WORK TO COMPLETE:
Word for word, reproduce each entry.

Referring expression pointing data
.....
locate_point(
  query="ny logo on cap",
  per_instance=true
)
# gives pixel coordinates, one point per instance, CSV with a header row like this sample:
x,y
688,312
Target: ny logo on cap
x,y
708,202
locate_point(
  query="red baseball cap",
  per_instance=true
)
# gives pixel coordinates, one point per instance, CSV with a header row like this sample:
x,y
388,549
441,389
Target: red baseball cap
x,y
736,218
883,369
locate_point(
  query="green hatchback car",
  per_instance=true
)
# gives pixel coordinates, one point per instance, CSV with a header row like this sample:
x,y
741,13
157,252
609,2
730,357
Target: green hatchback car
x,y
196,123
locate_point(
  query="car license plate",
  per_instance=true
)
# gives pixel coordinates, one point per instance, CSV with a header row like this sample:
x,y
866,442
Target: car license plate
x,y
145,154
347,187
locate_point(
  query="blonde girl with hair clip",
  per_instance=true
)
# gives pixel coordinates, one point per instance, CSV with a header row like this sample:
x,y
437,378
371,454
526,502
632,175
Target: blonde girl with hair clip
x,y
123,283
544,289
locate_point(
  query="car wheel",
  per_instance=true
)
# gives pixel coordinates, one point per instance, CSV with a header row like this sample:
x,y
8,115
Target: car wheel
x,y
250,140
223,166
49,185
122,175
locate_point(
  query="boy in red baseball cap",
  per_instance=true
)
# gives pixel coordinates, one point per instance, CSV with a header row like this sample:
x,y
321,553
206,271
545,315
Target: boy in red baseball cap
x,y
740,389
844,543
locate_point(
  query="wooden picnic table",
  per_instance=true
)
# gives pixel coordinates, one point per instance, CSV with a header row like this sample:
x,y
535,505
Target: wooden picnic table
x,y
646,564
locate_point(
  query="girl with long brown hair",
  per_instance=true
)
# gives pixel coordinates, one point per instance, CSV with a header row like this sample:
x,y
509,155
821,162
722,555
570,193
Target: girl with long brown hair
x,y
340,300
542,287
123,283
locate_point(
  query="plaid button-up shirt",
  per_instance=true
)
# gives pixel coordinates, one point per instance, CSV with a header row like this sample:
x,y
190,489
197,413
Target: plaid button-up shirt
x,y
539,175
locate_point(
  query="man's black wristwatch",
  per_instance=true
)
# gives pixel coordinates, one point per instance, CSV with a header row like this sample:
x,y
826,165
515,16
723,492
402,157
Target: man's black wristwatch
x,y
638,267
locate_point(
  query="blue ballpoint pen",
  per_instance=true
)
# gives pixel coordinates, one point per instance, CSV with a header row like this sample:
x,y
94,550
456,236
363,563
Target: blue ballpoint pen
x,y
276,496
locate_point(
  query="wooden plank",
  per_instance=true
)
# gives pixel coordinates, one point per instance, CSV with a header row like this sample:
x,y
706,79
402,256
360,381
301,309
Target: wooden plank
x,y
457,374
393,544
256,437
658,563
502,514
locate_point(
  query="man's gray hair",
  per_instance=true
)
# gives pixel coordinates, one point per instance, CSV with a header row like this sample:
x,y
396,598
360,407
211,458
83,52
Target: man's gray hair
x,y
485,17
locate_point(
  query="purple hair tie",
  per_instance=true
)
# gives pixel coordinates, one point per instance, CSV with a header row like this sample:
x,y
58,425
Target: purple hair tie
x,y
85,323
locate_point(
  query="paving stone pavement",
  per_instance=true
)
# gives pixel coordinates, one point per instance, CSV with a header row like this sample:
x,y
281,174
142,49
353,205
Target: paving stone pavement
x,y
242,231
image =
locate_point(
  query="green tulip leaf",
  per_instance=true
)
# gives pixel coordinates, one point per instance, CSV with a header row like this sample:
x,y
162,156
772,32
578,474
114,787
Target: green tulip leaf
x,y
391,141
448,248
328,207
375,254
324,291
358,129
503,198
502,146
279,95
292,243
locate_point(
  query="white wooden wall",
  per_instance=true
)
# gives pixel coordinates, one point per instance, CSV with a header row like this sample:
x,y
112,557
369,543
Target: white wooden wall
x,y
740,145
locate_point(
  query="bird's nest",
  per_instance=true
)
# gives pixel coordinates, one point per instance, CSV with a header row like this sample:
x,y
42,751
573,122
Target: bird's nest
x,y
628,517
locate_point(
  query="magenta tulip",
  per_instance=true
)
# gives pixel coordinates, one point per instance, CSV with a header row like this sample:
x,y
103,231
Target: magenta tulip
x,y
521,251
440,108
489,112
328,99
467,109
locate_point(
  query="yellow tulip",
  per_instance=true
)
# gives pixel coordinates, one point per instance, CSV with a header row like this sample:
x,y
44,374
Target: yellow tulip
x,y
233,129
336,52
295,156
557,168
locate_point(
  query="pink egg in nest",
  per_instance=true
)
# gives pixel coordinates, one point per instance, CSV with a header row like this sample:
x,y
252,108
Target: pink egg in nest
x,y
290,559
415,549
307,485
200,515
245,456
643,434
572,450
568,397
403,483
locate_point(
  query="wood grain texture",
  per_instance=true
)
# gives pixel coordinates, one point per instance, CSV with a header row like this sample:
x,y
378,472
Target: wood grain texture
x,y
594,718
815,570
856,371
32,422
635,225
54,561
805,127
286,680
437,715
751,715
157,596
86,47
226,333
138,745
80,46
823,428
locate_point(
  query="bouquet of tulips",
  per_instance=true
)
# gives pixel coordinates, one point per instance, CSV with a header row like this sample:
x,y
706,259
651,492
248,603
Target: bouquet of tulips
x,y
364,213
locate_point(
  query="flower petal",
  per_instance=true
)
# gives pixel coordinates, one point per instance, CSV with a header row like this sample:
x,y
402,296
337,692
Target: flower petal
.....
ANSWER FOR THIS EXERCISE:
locate_point(
  query="ny logo on cap",
  per_instance=true
)
# gives pixel coordinates, one point per instance, CSV with a header row like this sample:
x,y
688,312
Target: ny logo on cap
x,y
708,202
locate_point(
  query="red baseball cap",
  per_instance=true
)
# gives pixel coordinates, one point per instance, CSV with a header row like this sample:
x,y
388,549
441,389
Target: red baseball cap
x,y
736,218
883,369
locate_point(
  query="green hatchback car",
  per_instance=true
)
# gives pixel coordinates, one point per instance, CSV with a header row like this sample:
x,y
741,13
157,252
609,2
730,357
Target: green hatchback car
x,y
196,123
locate_point(
  query="car license plate",
  per_instance=true
)
# gives pixel coordinates, one point per instance, CSV with a header row like this sample:
x,y
866,442
Target: car license plate
x,y
145,154
347,187
locate_point(
  query="blonde girl with hair clip",
  per_instance=true
)
# gives pixel coordinates, one point per instance, CSV with a header row like this sample:
x,y
437,378
371,454
526,502
632,175
Target: blonde girl with hair clip
x,y
123,283
544,289
locate_point(
  query="car wheel",
  per_instance=true
)
# gives pixel coordinates, one point per instance, CSV with a header row like this sample:
x,y
8,115
Target: car wheel
x,y
250,140
223,166
49,185
122,175
locate_point(
  query="boy in red baseball cap",
  per_instance=true
)
# gives pixel coordinates, one point per instance, CSV with a header row like this sample:
x,y
321,553
206,271
545,315
Target: boy in red baseball cap
x,y
740,389
844,543
locate_point(
  query="wooden picnic table",
  per_instance=true
)
# gives pixel coordinates, one point per instance, CSV with a header row like this sample:
x,y
535,505
Target: wooden picnic table
x,y
646,564
locate_point(
  query="girl with long brown hair",
  per_instance=true
)
# gives pixel coordinates, one point per instance, CSV with a header row like this sample:
x,y
509,155
821,162
722,555
570,193
Target: girl with long brown hair
x,y
340,300
542,287
123,283
locate_point(
  query="plaid button-up shirt",
  per_instance=true
)
# gives pixel coordinates, one point per instance, CSV with a header row like this sample:
x,y
190,489
197,413
Target: plaid button-up shirt
x,y
539,175
locate_point(
  query="man's black wristwatch",
  per_instance=true
)
# gives pixel coordinates, one point per instance, CSV with a header row like this sample:
x,y
826,165
515,16
723,492
402,157
Target: man's black wristwatch
x,y
638,267
locate_point(
  query="blue ballpoint pen",
  per_instance=true
)
# gives pixel coordinates, one point per instance, CSV with a header row like this sample:
x,y
94,550
456,236
363,563
Target: blue ballpoint pen
x,y
276,496
locate_point(
  query="wooden plank",
  per_instance=true
)
# gives pixel coordinates, one point per instance, CSV with a header row like this sample:
x,y
706,79
402,256
360,381
301,309
Target: wooden plank
x,y
457,374
393,544
256,437
658,563
502,514
locate_point(
  query="man's gray hair",
  per_instance=true
)
# gives pixel coordinates, one point per instance, CSV with a header row like this sample:
x,y
396,598
360,407
211,458
83,52
Target: man's gray hair
x,y
485,17
locate_point(
  query="purple hair tie",
  per_instance=true
)
# gives pixel coordinates, one point per instance, CSV with a header row like this sample:
x,y
58,425
Target: purple hair tie
x,y
85,323
locate_point(
  query="paving stone pavement",
  per_instance=true
)
# gives pixel coordinates, one point per instance, CSV with a header row like this sample:
x,y
281,174
142,49
353,205
Target: paving stone pavement
x,y
242,231
image =
locate_point(
  query="green tulip leaf",
  per_instance=true
)
# gives pixel coordinates, one point per instance, CSV with a header row like this sample:
x,y
162,156
772,32
578,474
114,787
Target: green tulip leaf
x,y
391,141
448,248
328,207
375,254
324,291
358,129
503,198
502,146
279,95
292,243
locate_point(
  query="white wooden wall",
  per_instance=true
)
# gives pixel coordinates, one point per instance, CSV with a header row like this sample:
x,y
112,557
369,543
Target: white wooden wall
x,y
740,145
locate_point(
  query="bird's nest",
  per_instance=true
)
# gives pixel coordinates, one point per instance, CSV with a header row like this sample:
x,y
42,751
573,122
Target: bird's nest
x,y
628,517
locate_point(
  query="magenta tulip",
  per_instance=true
)
# gives pixel coordinates, one point per instance, CSV with a header row like this sample:
x,y
103,231
Target: magenta tulip
x,y
521,251
440,108
489,112
328,99
467,109
locate_point(
  query="yellow tulip",
  per_instance=true
)
# gives pixel coordinates, one point per instance, CSV with a header row like this sample:
x,y
44,374
Target: yellow tulip
x,y
233,129
336,52
295,156
557,168
locate_point(
  query="pink egg in nest",
  per_instance=true
)
# gives pixel coordinates, one point per instance, CSV with a header row like this sample:
x,y
252,108
Target: pink egg in nest
x,y
290,559
415,549
307,485
200,515
245,456
643,434
572,450
568,397
403,483
locate_point(
  query="wood grain texture",
  per_instance=true
)
# gives pixel coordinates, one point per instance, CSV with a header row like this sample:
x,y
378,472
Target: wood grain texture
x,y
594,718
815,570
856,371
32,422
635,225
54,561
805,127
286,680
437,715
751,715
157,596
86,47
226,333
138,745
80,46
823,428
locate_point(
  query="bouquet of tulips",
  per_instance=true
)
# gives pixel coordinates, one point per instance, CSV with a header row like this sample:
x,y
706,259
651,492
248,603
Target: bouquet of tulips
x,y
364,213
locate_point(
  query="flower petal",
  per_instance=true
)
# gives pixel coordinates, one point per instance, CSV with a header row like this sample:
x,y
402,296
337,692
Target: flower petal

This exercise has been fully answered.